◆ **Exercise brief**: Rewrite the lines of the entries below as a JSON list of strings, one string per line and blank lines left out, from the line with "[segment] taxi headlight" up to and including the line with "[[[382,184],[371,185],[371,195],[379,196],[382,195]]]".

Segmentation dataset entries
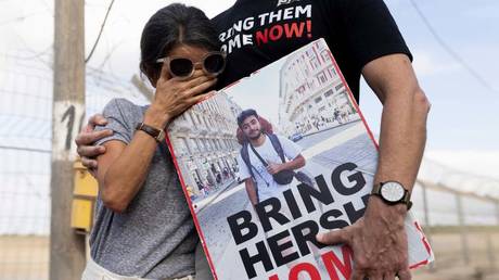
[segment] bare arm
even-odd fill
[[[412,190],[426,142],[430,102],[404,54],[375,60],[364,66],[362,74],[383,103],[374,181],[398,180]]]
[[[366,80],[383,103],[380,158],[375,182],[396,180],[412,190],[426,139],[430,102],[418,85],[409,59],[393,54],[368,63]],[[353,226],[319,234],[327,244],[347,243],[356,267],[351,280],[409,280],[405,205],[388,206],[371,196],[366,214]]]

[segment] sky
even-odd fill
[[[139,39],[146,20],[170,1],[116,0],[102,39],[89,62],[92,68],[129,80],[138,74]],[[214,16],[233,0],[183,1]],[[432,111],[427,125],[428,160],[461,170],[499,178],[499,1],[414,0],[440,39],[489,88],[484,87],[442,47],[410,0],[386,0],[406,42]],[[86,48],[93,44],[110,1],[86,1]],[[50,0],[0,0],[0,53],[28,50],[34,59],[51,52],[53,3]],[[4,65],[0,62],[0,73]],[[379,132],[382,106],[366,84],[360,109]]]

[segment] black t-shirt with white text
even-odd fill
[[[382,0],[238,0],[212,22],[228,54],[219,87],[324,38],[358,101],[367,63],[393,53],[412,59]]]

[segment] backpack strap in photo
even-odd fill
[[[265,178],[261,176],[261,174],[255,168],[255,166],[252,165],[252,162],[250,160],[248,145],[250,145],[250,143],[245,142],[243,144],[243,147],[241,148],[241,157],[243,158],[243,162],[246,164],[246,167],[250,170],[250,175],[252,176],[253,182],[255,183],[255,187],[257,187],[256,177],[255,177],[255,173],[254,173],[254,171],[256,171],[258,174],[258,176],[261,178],[261,180],[265,181],[267,187],[269,187],[269,182],[267,182],[265,180]],[[258,190],[258,188],[257,188],[257,190]]]

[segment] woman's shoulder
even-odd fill
[[[117,117],[120,119],[138,119],[142,118],[143,107],[128,99],[115,98],[105,105],[103,115],[104,117]]]

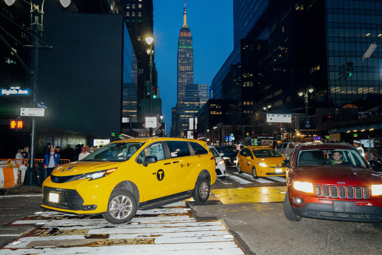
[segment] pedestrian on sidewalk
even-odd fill
[[[82,153],[78,155],[78,160],[81,160],[87,156],[88,155],[90,154],[90,152],[86,151],[86,148],[85,147],[82,147],[82,149],[81,149],[82,150]]]
[[[29,147],[28,146],[24,147],[24,152],[23,153],[23,159],[29,159]],[[24,164],[28,167],[28,161],[26,160],[24,162],[25,162]]]
[[[49,176],[56,166],[60,166],[60,154],[54,150],[54,145],[51,145],[50,151],[44,157],[44,168],[47,169],[47,177]]]

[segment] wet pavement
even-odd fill
[[[0,254],[245,254],[222,221],[196,220],[185,202],[138,211],[122,225],[102,216],[42,210],[8,226],[35,228],[5,245]]]

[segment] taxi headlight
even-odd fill
[[[265,164],[265,163],[262,163],[262,162],[259,162],[259,161],[257,161],[257,164],[258,164],[260,166],[262,166],[264,167],[267,167],[267,165]]]
[[[307,193],[313,193],[313,184],[310,182],[303,182],[298,181],[293,182],[293,187],[297,190],[303,191]]]
[[[382,184],[371,185],[371,195],[379,196],[382,195]]]
[[[82,180],[83,179],[90,178],[90,179],[88,180],[92,180],[99,179],[110,174],[117,169],[117,168],[116,167],[115,168],[106,169],[102,171],[97,171],[97,172],[93,172],[91,173],[84,174],[76,179],[76,180]]]

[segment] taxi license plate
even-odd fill
[[[58,194],[56,193],[49,193],[49,201],[50,202],[58,202]]]

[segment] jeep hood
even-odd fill
[[[314,184],[369,186],[382,184],[380,175],[374,170],[348,166],[295,167],[293,177],[295,180]]]

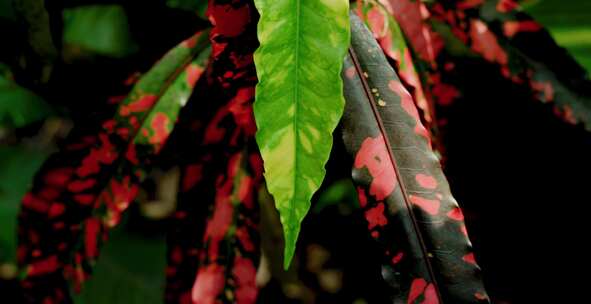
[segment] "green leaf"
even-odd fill
[[[255,0],[254,114],[265,178],[285,233],[287,268],[310,199],[324,179],[344,107],[340,71],[349,45],[347,0]]]
[[[98,259],[96,271],[80,294],[79,304],[162,303],[166,242],[115,229]]]
[[[20,198],[47,152],[0,147],[0,264],[16,262],[16,225]]]
[[[119,5],[88,5],[64,10],[64,44],[99,55],[123,57],[137,49],[127,15]]]
[[[0,100],[0,127],[23,127],[52,113],[45,100],[14,83],[10,70],[2,64]]]

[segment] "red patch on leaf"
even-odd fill
[[[129,148],[127,148],[127,151],[125,152],[125,158],[130,163],[134,165],[139,165],[140,161],[137,159],[137,153],[134,144],[129,145]]]
[[[168,138],[168,134],[170,130],[168,129],[168,124],[170,119],[166,114],[159,112],[154,115],[152,118],[152,131],[154,132],[152,137],[150,137],[150,143],[153,145],[162,146],[166,139]]]
[[[355,68],[354,67],[348,67],[347,70],[345,70],[345,76],[347,76],[347,78],[349,79],[353,79],[353,77],[355,77]]]
[[[476,299],[478,299],[478,300],[486,300],[486,299],[488,299],[488,296],[486,294],[484,294],[484,293],[481,293],[481,292],[474,293],[474,297]]]
[[[53,169],[43,177],[46,184],[54,187],[63,187],[74,173],[72,168]]]
[[[474,264],[476,265],[476,259],[474,258],[474,253],[468,253],[466,254],[462,260],[464,260],[466,263],[470,263],[470,264]]]
[[[52,200],[58,198],[59,195],[60,195],[59,190],[57,190],[56,188],[49,187],[49,186],[41,189],[37,193],[37,196],[39,196],[39,198],[44,199],[44,200],[48,200],[48,201],[52,201]]]
[[[66,207],[62,203],[53,203],[51,207],[49,207],[49,218],[55,218],[64,213]]]
[[[232,5],[217,5],[212,3],[207,7],[207,16],[214,25],[212,36],[235,37],[240,35],[250,23],[248,5],[234,8]]]
[[[452,210],[450,210],[447,213],[447,217],[449,217],[452,220],[456,220],[456,221],[463,221],[464,220],[464,214],[462,213],[462,209],[460,209],[460,207],[455,207]]]
[[[242,244],[242,247],[244,247],[244,251],[254,251],[255,246],[252,240],[250,239],[250,235],[248,234],[248,230],[246,229],[246,227],[240,227],[236,229],[236,238],[238,238],[240,244]]]
[[[375,207],[365,211],[368,227],[371,230],[377,226],[385,226],[388,220],[384,216],[384,203],[378,203]]]
[[[234,259],[232,274],[236,279],[236,303],[255,303],[258,289],[256,287],[256,268],[252,261],[240,256]]]
[[[92,188],[96,184],[95,179],[75,180],[68,185],[68,190],[71,192],[82,192]]]
[[[539,97],[543,102],[551,102],[554,100],[554,87],[549,81],[534,81],[530,82],[532,89],[538,92],[541,96]]]
[[[357,187],[357,197],[359,198],[359,206],[365,208],[367,206],[367,196],[365,196],[365,190],[361,187]]]
[[[29,265],[28,276],[35,277],[48,273],[55,272],[59,269],[59,262],[57,256],[52,255],[44,260],[37,261]]]
[[[533,20],[526,21],[507,21],[503,24],[503,33],[511,38],[521,32],[537,32],[542,27]]]
[[[402,261],[403,257],[404,257],[404,253],[402,251],[397,253],[394,257],[392,257],[392,264],[396,265],[396,264],[400,263],[400,261]]]
[[[421,123],[421,118],[419,117],[419,111],[412,100],[412,96],[406,88],[397,80],[390,80],[388,82],[388,87],[398,96],[400,96],[400,106],[404,109],[404,111],[412,117],[415,121],[415,133],[424,137],[427,140],[429,146],[431,146],[431,137],[429,136],[429,131],[425,129],[423,124]]]
[[[519,7],[515,0],[499,0],[497,3],[497,11],[501,13],[508,13]]]
[[[158,96],[156,95],[141,96],[127,105],[122,105],[119,109],[119,115],[125,117],[131,113],[146,112],[152,108],[156,100],[158,100]]]
[[[90,205],[94,202],[93,194],[76,194],[74,200],[82,205]]]
[[[216,198],[213,216],[207,221],[205,236],[214,242],[223,239],[232,223],[233,211],[229,197]]]
[[[484,0],[464,0],[457,4],[457,8],[461,10],[474,8],[484,3]]]
[[[369,194],[378,201],[388,197],[396,187],[396,172],[391,163],[386,142],[382,135],[366,138],[355,156],[355,168],[366,167],[373,177],[369,187]]]
[[[86,257],[96,258],[98,256],[98,238],[101,222],[96,218],[89,218],[85,222],[84,251]]]
[[[224,288],[224,269],[216,264],[200,268],[193,285],[192,295],[195,304],[213,304]]]
[[[39,213],[45,213],[49,208],[49,203],[47,201],[37,198],[32,193],[25,194],[22,200],[22,204],[23,207],[27,207],[28,209],[31,209]]]
[[[195,86],[195,83],[197,83],[197,80],[199,80],[199,77],[201,77],[201,74],[203,74],[203,67],[197,64],[190,64],[187,67],[186,72],[187,85],[192,88]]]
[[[408,198],[413,204],[419,206],[430,215],[437,215],[439,213],[439,206],[441,205],[439,200],[426,199],[416,195],[409,195]]]
[[[201,180],[201,172],[203,170],[203,166],[201,164],[192,164],[188,165],[185,168],[185,175],[183,176],[183,192],[189,191],[191,188],[195,187]]]
[[[431,175],[426,175],[419,173],[415,175],[415,180],[419,185],[425,189],[435,189],[437,188],[437,180],[433,178]]]
[[[419,57],[429,63],[434,62],[443,48],[443,41],[424,21],[429,17],[425,5],[420,1],[411,0],[389,1],[389,3],[392,6],[391,13],[394,14]]]
[[[460,91],[454,86],[445,83],[436,83],[432,87],[433,96],[437,99],[437,103],[442,106],[448,106],[453,103],[454,99],[460,96]]]
[[[98,148],[93,148],[82,160],[82,165],[76,170],[80,177],[86,177],[100,171],[100,164],[111,164],[117,159],[115,146],[111,144],[106,134],[99,134],[101,141]]]
[[[423,278],[417,278],[411,283],[407,303],[414,304],[415,300],[418,300],[421,295],[423,296],[421,304],[439,304],[435,285],[427,283]]]
[[[462,232],[462,234],[466,237],[468,236],[468,229],[466,229],[466,225],[460,226],[460,232]]]

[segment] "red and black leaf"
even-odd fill
[[[487,303],[462,212],[412,96],[352,16],[343,139],[383,275],[406,303]]]
[[[257,298],[262,160],[252,112],[256,16],[250,1],[209,2],[213,54],[207,93],[197,96],[209,109],[193,118],[199,123],[189,131],[196,148],[184,165],[168,238],[169,303],[254,303]],[[205,223],[200,222],[204,215]]]
[[[88,277],[204,69],[206,38],[197,33],[168,52],[113,104],[114,118],[73,132],[37,173],[19,215],[27,302],[67,302],[69,283],[79,290]]]

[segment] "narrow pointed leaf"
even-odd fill
[[[385,252],[382,273],[405,303],[488,303],[412,96],[356,16],[351,29],[343,139],[368,229]]]
[[[172,49],[114,119],[70,136],[37,174],[19,218],[21,285],[32,301],[66,301],[66,281],[80,288],[199,79],[208,56],[197,54],[207,53],[206,43],[201,32]]]
[[[367,24],[386,56],[395,62],[395,68],[403,82],[411,90],[416,105],[421,109],[427,128],[436,131],[435,106],[423,91],[422,80],[417,73],[404,34],[393,17],[393,9],[387,0],[357,1],[357,14]]]
[[[249,304],[258,294],[262,182],[252,112],[256,11],[250,1],[210,1],[208,16],[216,51],[205,72],[207,94],[200,97],[211,108],[192,118],[203,128],[189,130],[197,147],[184,165],[177,228],[169,236],[166,300]]]
[[[285,267],[322,183],[344,100],[347,0],[255,0],[260,13],[254,106],[265,180],[285,233]]]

◆ **Answer for this exercise**:
[
  "[segment] taxi headlight",
  "even-odd fill",
  "[[[265,164],[265,163],[262,163],[262,162],[259,162],[259,161],[257,161],[257,164],[258,164],[260,166],[262,166],[264,167],[267,167],[267,165]]]",
  "[[[307,193],[313,193],[313,184],[310,182],[303,182],[298,181],[293,182],[293,187],[297,190],[303,191]]]",
  "[[[382,184],[371,185],[371,195],[379,196],[382,195]]]"
]